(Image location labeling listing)
<<<<

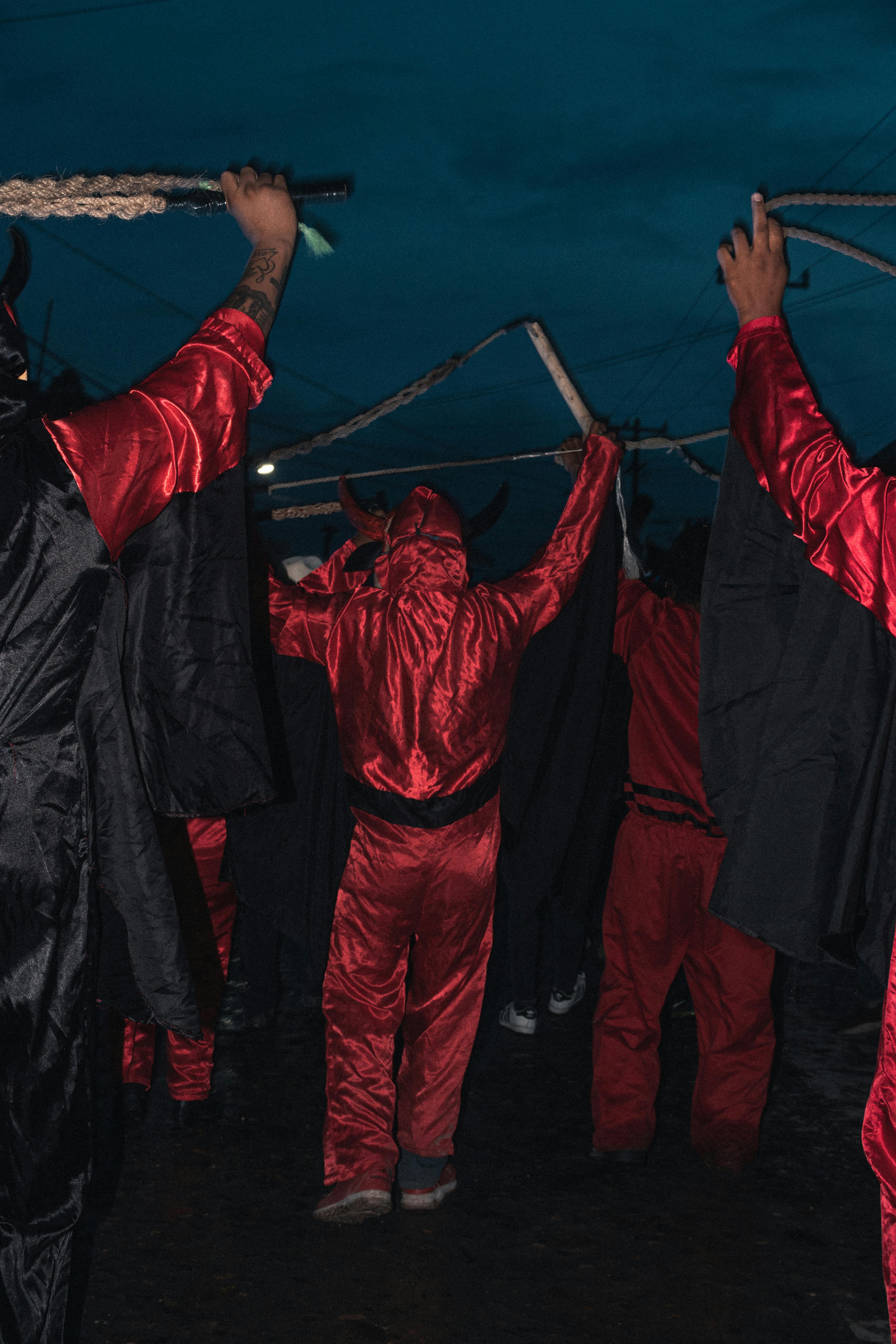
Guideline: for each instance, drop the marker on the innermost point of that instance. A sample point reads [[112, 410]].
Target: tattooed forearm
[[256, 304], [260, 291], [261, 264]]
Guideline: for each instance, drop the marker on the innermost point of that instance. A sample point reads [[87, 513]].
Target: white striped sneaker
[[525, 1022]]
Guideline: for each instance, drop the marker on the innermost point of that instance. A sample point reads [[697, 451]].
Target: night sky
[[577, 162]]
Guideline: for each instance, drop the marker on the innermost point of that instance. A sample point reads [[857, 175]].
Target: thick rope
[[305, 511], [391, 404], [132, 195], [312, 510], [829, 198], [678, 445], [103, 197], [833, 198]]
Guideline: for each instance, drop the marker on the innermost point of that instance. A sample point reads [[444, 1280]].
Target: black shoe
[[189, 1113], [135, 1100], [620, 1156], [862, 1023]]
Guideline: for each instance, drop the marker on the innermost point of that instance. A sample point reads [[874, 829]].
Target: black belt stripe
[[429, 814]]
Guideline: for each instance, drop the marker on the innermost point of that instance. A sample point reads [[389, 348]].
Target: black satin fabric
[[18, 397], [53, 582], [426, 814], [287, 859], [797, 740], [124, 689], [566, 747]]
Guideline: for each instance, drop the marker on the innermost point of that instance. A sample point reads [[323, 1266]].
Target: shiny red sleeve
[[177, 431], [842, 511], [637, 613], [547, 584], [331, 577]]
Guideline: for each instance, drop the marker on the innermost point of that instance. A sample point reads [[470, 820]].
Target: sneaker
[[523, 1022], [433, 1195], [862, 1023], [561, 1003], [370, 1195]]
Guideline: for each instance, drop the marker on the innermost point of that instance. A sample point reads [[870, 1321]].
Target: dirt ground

>>>>

In the listing, from the line with "reads [[697, 451]]." through the end, rename "Guideline" to "Instruction" and return only those lines with nothing else changed.

Instruction: for each instance, drop the marker on the innermost point of that instance. A sample point reads [[697, 451]].
Target: night sky
[[577, 162]]
Instruction: for each instance, drop the marker on the innermost point of that instance. A sample point reads [[857, 175]].
Target: thick rope
[[305, 511], [391, 404], [132, 195], [312, 510], [829, 198], [678, 445], [103, 197], [833, 198]]
Instruction: for each instance, drop the marker on the innermost point of that instance. A sample point reads [[444, 1280]].
Target: black shoe
[[189, 1113], [135, 1100], [620, 1156], [862, 1023]]
Instruction: for each instance, drop the marker on the innermost point of that instance. A sample point reads [[874, 829]].
Target: black belt stripe
[[429, 814]]
Instruction: for each instance, drop the marker on the innermost point of that instance. A sample point reads [[389, 348]].
Target: black satin fabric
[[18, 397], [53, 582], [426, 814], [287, 859], [797, 740], [124, 689], [566, 747]]
Instruction: for each instance, drop the marker on the innermost point of that instance. A sample point reads [[323, 1266]].
Target: shiny red sleeve
[[177, 431], [842, 511], [637, 613], [547, 584], [331, 577]]
Instruction: for each instance, drop the marker on the innermost point of that instance. A sample point reads [[470, 820]].
Target: sneaker
[[523, 1022], [433, 1195], [862, 1023], [561, 1003], [370, 1195]]
Instruction: for each instance, drop the marker on the innermost point of that instance. A sample point reads [[870, 1321]].
Target: dirt ground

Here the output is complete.